- **Written tasks**
(a) In the text about the Wounaan basket maker, how many master artists were selected to take part in the Santa Fe International Folk Art Market 2004?
(b) Render every line of the records below as a Markdown table with the columns "Row" and "Line," numbering the rows and leaving out blank lines. Leave the pictures out of the answer.

Faithfully, for nearly each of the last 1,000 days, Alina Itucama has been metamorphosing silk-like strands of a little-known fiber into jewel-toned butterflies and lush orchids.

Over 17 of her 35 years, she’s perfected her needlework skills, which she painstakingly translates into collectible baskets, like the three-year masterpiece adorned with delicate butterflies and flowers, nearing completion.

Itucama, one of 75 master artists selected from around the world to participate July 17-18 in the Santa Fe International Folk Art Market 2004, is Wounaan.

Her people, which number only about 6,000, inhabit one of the world’s most beautiful and, like the motifs on her baskets, most fragile, places—the Darién Rainforest of Panamá.




It’s a small country. A five-year-old census pegs the population at fewer than three-million people—less than that of Los Angeles.

Of course, long ago there was hardly anyone, especially in the rainforest. In the late 1700s, the Wounaan and neighboring Emberá tribes began moving into Panamá from Colombia. These Wounaan and roughly 15,000 Emberá live mostly in the Darién Province, with less than two households per square kilometer. Their “reservations” are called comarcas.

The Wounaan, whose clans are scattered throughout the Darién in 15 or so villages, mostly along rivers and streams, have used their natural resources to good advantage.

- **Dataset entries**
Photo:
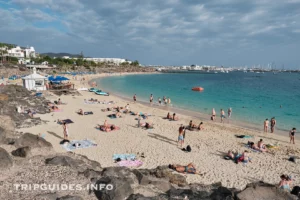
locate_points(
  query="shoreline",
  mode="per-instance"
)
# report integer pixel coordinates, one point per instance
(195, 115)
(160, 144)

- **Responses to the exercise**
(a) 75

(b)
| Row | Line |
|---|---|
| 1 | Photo: |
| 2 | locate_points( |
| 3 |   query="shoreline", |
| 4 |   mode="per-instance" |
| 5 | ) |
| 6 | # report integer pixel coordinates, one point per instance |
| 7 | (195, 115) |
| 8 | (160, 144) |